[Exercise directions]
Take the entries that follow and write each one out exactly.

[Data listing]
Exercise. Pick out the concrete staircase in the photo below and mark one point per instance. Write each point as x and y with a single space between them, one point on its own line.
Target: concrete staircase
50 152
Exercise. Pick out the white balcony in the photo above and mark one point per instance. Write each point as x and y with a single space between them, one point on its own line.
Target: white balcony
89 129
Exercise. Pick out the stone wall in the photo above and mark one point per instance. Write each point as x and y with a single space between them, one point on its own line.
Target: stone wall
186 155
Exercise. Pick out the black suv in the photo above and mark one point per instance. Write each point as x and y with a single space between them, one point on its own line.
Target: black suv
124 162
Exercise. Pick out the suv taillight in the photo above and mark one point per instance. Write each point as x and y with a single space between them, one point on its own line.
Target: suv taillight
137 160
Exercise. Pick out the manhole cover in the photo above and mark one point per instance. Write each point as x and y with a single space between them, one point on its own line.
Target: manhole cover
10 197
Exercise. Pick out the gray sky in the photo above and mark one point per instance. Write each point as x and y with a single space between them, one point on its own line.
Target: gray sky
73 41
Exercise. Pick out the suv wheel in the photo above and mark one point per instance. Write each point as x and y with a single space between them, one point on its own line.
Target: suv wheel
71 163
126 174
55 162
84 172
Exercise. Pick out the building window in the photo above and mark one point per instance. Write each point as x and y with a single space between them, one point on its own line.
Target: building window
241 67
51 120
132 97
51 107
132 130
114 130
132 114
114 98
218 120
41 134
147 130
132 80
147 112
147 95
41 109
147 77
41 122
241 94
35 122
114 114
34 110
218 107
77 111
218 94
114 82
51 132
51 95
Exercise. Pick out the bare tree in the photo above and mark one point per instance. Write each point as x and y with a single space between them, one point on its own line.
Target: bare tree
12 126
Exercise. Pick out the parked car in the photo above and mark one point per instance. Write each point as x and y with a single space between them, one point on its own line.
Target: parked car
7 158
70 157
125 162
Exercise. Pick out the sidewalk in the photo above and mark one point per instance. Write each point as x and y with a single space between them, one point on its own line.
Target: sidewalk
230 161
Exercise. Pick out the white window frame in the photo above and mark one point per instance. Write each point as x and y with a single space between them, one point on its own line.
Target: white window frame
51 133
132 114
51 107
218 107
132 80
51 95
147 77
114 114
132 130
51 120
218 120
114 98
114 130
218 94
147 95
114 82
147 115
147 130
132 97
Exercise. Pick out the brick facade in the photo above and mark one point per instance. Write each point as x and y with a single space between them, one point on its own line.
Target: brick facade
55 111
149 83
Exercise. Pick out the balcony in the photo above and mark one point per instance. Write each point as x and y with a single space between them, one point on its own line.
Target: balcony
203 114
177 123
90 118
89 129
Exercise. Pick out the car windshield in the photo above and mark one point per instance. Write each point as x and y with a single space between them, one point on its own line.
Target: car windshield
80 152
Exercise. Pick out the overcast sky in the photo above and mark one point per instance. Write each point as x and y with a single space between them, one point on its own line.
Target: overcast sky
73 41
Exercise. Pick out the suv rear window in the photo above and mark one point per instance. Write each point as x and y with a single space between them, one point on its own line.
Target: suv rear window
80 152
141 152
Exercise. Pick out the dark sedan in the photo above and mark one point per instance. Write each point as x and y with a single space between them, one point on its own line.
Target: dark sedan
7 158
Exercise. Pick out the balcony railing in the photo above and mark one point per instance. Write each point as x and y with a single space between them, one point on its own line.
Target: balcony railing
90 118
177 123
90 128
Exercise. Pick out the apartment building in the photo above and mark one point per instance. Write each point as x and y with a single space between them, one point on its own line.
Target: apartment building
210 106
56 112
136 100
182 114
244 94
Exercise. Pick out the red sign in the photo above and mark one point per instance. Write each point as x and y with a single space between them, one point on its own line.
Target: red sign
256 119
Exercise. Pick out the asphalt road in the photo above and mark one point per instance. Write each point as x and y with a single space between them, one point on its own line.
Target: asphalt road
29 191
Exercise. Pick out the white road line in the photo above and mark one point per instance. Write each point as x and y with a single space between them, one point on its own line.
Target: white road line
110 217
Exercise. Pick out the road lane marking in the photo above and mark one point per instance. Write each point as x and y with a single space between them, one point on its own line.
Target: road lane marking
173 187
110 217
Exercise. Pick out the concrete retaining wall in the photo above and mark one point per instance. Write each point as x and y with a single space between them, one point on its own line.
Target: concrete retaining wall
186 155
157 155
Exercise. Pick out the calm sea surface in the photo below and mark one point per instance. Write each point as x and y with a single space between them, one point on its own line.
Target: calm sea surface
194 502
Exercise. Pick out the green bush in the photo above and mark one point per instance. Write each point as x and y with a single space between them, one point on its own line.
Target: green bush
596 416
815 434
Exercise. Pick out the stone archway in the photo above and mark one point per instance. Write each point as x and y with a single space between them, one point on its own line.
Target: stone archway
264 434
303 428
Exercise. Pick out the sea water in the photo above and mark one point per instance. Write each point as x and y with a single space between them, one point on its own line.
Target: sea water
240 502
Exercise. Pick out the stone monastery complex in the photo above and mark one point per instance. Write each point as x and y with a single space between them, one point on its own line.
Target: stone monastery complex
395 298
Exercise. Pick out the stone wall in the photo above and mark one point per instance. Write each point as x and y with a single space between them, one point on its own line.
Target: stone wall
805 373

[Output of the task]
Exercise. Pick out the concrete staircase in the photo below and mark one point per instance. Write each point as x and y with a single space between them, one point on its own line.
Target: concrete staircase
50 152
Exercise. Pick out the white balcony in the photo above and mark one point per instance. Write each point as x and y with a single space between them, one point on its own line.
Target: white balcony
89 129
Exercise. Pick out the stone wall in the photo above and mark one point per instance. Write each point as x and y with a single space between them, one point on its own line.
Target: stone wall
186 155
Exercise. Pick out the black suv in the photo above and mark one point per instance. Write each point as x and y with a single space between them, one point on its own line.
Target: black suv
124 162
Exercise. Pick out the suv taillight in the photo above and mark one point per instance. Write each point as x and y with a single space between them, one point on its own line.
Target: suv taillight
137 160
Exercise. Pick out the manhole cover in the photo above and mark one point per instance. Write each point as x and y with a single space between them, one point on its own line.
Target: manhole cover
10 197
Exercise. Pick out the gray sky in the photo above and mark one point per instance. Write each point as x and y with a single space between them, one point on its own line.
Target: gray sky
73 41
Exercise. Pick out the suv wheel in the photo above and mark one point per instance. Write each point as x and y with a single space between them, one point on its own line.
Target: suv wheel
71 163
126 174
55 162
84 172
Exercise. Pick out the building window in the photo above and mark one point per instance. Write each point as x and y with a single space between them, one point on its own line.
Target: building window
241 67
51 120
132 97
51 107
132 130
114 130
132 114
114 98
218 120
41 134
147 130
132 80
147 112
147 95
41 109
147 77
41 122
241 94
35 122
114 114
34 110
218 107
77 111
218 94
114 82
51 132
51 95
Exercise. Pick out the bare tree in the photo above and mark one point per instance. Write each point as x and y with a single space between them, one point on its own line.
Target: bare tree
12 126
Exercise. Pick out the parked car in the photo above and mark one point per instance. Write each point as x and y with a single space between them, one point on its own line.
Target: parked car
7 158
70 157
125 162
Exercise. Pick out the sidewalk in the photo above and mark one point per instance. Write each point as x and y with a single space between them, one point on its own line.
Target: sidewalk
230 161
Exercise. Pick out the white window frame in the photo above and mark one point per instance. Write each point as x and y with a single space between them, one point on its own line.
Target: white window frame
51 133
132 114
51 107
218 107
132 80
51 95
147 77
114 114
132 130
51 120
218 120
114 98
114 130
218 94
147 95
114 82
147 115
147 130
132 97
Exercise. Pick out the brick facade in the photo above and mark one point per instance. Write each point as x and y with a single space between them, one point on its own line.
Target: brick facade
55 111
149 83
Exercise. Pick out the balcony in the photo above and mark one point per instance. Write each point as x and y with a single space between them, one point on its own line.
Target: balcony
203 114
177 123
90 118
89 129
Exercise. Pick out the car windshield in the photo above and mark one point per instance. Write each point as x and y with a single space between them, one point on its own line.
Target: car windshield
80 152
Exercise. Pick out the overcast sky in the photo above and mark one point per instance. Write each point as x and y with a single space between them, one point on its own line.
Target: overcast sky
73 41
Exercise. Pick out the suv rear window in the photo above and mark one point per instance. Write each point as x and y with a single space between them, one point on its own line.
Target: suv rear window
80 152
141 152
Exercise. Pick out the dark sedan in the photo above and mark one point per instance. Write each point as x and y with a single space between them, one point on its own line.
Target: dark sedan
7 158
Exercise. Pick out the balcony railing in the photo above and mark one point per instance. Write each point as x and y with a single space between them, one point on its own line.
Target: balcony railing
90 118
177 123
90 128
Exercise. Pick out the apartment building in the photo above and mark one point per instance. Write each point as x and y with a single space between them, one point on its own line.
Target: apartment building
210 106
56 112
136 100
182 114
244 94
Exercise. Pick out the red sign in the photo above and mark one point per instance. Write each point as x and y with a single space between them, one point on its own line.
Target: red sign
256 119
Exercise. Pick out the asphalt road in the photo above and mark one point per instance. Write each point as x and y with a single space between them, one point on its own line.
Target: asphalt road
29 191
Exercise. Pick out the white road line in the photo above and mark one point per instance. Write each point as x and y with a single space between them, one point on its own line.
Target: white road line
110 217
Exercise. Pick out the road lane marking in the photo above and mark one point per instance. Write each point as x and y with a single space between them, one point on its own line.
Target: road lane marking
173 187
110 217
Exercise. Pick out the concrete retaining wall in the photo above and mark one point per instance. Write each point as x and y with a single space between them, one point on its own line.
Target: concrete retaining wall
186 155
157 155
Exercise. Pick out the calm sea surface in the photo below and mark one point per instance. Write each point as x and y with a single space between them, one point on its own line.
Target: calm sea surface
194 502
Exercise. Pick out the green bush in the photo above and mark one point per instance. Write each point as x and y with a single space between them, one point on its own line.
Target: green bush
596 416
815 434
Exercise. Pick out the stone archway in the photo above and mark one point per instance. Write each point as x and y with a single space between them, one point on its own line.
Target: stone archway
264 434
303 428
Exercise. Pick out the sea water in the photo above and mark one point per instance. Write each point as x and y with a single space between them, one point on its own line.
Target: sea water
240 502
Exercise. Pick out the stone monastery complex in the photo above and mark one point per instance. Write each point as x and y with a single space between them, one point on its own line.
Target: stone monastery complex
395 298
Exercise. Pick out the stone wall in the photo above and mark one point per instance. Write each point as x and y with a single space between them, one point on its own line.
Target: stone wall
805 373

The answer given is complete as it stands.